### What the task asks
Write out, word for word, every line from the one containing "Would you mind tagging the stone paving" through the last line of the records below, both ends included.

### Material supplied

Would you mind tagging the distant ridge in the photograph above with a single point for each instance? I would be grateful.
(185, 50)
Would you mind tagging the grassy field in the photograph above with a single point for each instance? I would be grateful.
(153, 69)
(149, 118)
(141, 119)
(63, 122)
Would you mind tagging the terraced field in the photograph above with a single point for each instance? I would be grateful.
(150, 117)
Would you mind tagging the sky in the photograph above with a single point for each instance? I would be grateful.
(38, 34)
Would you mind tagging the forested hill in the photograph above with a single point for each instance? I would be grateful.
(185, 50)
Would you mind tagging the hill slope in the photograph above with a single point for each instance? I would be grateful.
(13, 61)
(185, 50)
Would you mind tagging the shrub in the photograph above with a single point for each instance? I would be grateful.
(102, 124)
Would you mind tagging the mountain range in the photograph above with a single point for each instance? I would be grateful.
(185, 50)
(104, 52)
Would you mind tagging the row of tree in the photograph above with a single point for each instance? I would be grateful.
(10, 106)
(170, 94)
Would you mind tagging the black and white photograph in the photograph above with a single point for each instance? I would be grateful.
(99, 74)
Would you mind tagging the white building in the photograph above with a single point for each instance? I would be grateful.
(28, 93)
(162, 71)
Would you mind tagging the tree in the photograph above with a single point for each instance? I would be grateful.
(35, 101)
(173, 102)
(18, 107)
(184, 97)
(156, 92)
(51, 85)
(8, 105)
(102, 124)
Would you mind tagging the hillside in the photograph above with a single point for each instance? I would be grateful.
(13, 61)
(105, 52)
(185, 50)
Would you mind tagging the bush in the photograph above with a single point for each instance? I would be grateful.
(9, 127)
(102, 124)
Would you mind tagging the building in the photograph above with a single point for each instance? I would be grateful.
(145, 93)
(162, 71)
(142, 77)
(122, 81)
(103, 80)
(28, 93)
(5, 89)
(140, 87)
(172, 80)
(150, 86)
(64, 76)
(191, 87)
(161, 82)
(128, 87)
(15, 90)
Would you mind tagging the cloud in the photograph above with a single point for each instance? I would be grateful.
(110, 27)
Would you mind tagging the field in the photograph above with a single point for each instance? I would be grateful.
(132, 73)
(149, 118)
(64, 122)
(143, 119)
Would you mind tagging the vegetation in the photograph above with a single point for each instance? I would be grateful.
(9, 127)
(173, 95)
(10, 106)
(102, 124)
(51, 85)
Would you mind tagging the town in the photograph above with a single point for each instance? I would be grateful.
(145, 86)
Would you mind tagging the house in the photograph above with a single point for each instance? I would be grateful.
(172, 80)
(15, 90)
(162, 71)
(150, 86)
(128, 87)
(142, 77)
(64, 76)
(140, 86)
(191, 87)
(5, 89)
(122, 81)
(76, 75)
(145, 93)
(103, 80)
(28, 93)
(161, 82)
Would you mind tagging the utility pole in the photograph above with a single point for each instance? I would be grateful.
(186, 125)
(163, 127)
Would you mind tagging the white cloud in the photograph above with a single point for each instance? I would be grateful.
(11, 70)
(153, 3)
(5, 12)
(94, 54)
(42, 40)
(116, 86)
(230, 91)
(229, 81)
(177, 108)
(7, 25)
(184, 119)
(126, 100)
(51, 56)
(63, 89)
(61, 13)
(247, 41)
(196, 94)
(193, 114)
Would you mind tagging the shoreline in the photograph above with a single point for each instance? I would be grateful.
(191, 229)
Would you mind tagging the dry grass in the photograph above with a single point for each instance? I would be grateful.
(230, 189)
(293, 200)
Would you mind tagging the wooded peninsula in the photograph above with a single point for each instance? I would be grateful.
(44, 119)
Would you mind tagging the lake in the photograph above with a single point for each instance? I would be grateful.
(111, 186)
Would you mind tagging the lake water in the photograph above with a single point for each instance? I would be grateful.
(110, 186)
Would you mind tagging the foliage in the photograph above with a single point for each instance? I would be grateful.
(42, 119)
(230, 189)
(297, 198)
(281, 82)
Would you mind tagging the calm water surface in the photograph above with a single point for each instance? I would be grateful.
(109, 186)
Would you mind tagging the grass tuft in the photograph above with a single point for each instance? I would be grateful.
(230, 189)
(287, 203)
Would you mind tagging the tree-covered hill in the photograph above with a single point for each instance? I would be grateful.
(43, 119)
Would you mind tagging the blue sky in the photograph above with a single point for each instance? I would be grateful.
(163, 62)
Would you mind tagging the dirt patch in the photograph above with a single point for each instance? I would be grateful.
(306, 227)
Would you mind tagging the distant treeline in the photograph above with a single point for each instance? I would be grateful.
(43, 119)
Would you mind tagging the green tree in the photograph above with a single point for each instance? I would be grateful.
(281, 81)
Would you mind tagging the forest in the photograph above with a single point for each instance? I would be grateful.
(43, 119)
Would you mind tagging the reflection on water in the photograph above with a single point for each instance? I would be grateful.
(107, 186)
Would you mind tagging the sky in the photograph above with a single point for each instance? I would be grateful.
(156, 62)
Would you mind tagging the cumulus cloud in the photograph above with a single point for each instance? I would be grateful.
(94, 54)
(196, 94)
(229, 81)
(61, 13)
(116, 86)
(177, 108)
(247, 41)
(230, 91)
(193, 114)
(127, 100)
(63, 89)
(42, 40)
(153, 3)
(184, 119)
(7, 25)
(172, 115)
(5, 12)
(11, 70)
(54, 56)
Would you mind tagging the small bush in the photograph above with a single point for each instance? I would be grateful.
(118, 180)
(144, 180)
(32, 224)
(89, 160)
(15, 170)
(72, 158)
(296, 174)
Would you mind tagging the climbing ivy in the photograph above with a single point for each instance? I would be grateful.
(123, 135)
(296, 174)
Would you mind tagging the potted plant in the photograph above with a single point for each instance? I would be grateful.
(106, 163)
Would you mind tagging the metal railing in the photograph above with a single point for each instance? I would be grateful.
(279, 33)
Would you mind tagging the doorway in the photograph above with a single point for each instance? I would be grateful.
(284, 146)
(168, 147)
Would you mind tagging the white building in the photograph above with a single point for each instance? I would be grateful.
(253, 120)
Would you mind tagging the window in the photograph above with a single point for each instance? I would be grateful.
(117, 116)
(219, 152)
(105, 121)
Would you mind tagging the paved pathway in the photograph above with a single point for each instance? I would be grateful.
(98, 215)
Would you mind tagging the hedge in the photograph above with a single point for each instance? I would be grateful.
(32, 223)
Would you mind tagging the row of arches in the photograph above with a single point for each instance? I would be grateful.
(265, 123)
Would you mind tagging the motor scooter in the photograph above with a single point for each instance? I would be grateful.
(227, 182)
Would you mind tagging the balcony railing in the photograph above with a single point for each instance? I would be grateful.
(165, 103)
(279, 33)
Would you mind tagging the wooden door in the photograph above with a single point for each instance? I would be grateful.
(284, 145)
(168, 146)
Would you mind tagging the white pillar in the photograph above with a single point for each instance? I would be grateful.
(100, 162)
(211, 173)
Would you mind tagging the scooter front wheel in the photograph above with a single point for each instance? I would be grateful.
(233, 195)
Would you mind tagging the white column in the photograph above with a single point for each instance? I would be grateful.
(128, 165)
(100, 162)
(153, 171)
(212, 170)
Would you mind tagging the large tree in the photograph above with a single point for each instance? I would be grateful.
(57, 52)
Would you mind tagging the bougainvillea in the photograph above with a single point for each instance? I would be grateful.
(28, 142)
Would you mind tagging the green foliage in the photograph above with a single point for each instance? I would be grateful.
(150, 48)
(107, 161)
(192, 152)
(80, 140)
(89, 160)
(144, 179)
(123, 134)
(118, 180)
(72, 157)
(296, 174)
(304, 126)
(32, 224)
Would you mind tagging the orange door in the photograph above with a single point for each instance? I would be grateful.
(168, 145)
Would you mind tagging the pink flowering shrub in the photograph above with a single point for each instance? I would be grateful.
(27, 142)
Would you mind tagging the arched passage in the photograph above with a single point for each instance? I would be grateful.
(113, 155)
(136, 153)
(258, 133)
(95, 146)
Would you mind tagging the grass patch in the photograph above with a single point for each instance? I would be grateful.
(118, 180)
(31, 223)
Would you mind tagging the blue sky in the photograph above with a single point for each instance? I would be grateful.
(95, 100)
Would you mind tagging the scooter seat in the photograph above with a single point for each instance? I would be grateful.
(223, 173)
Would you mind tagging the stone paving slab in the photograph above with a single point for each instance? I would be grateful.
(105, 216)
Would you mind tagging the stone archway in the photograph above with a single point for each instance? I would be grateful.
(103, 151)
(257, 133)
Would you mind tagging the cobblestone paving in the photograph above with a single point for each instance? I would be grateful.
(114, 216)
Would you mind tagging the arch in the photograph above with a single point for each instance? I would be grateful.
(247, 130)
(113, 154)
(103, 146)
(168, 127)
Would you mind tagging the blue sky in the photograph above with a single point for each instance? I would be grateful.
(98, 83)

### Response to this task
Would you mind tagging the stone paving slab in the photograph above with a single point for each instance? I would be grateful.
(105, 216)
Would you mind tagging the stone archway in the photograph above with a single point for each instance? I would be grateful.
(103, 151)
(257, 133)
Would you mind tagging the cobblestone paving in the photograph above with a single point for each instance? I would be grateful.
(114, 216)
Would you mind tagging the arch in the photograph above with a single point for each instance? I would be grateful.
(247, 130)
(113, 154)
(103, 146)
(168, 127)
Would you mind tagging the blue sky in the photograph above with a single point for each instance? I would be grateful.
(98, 83)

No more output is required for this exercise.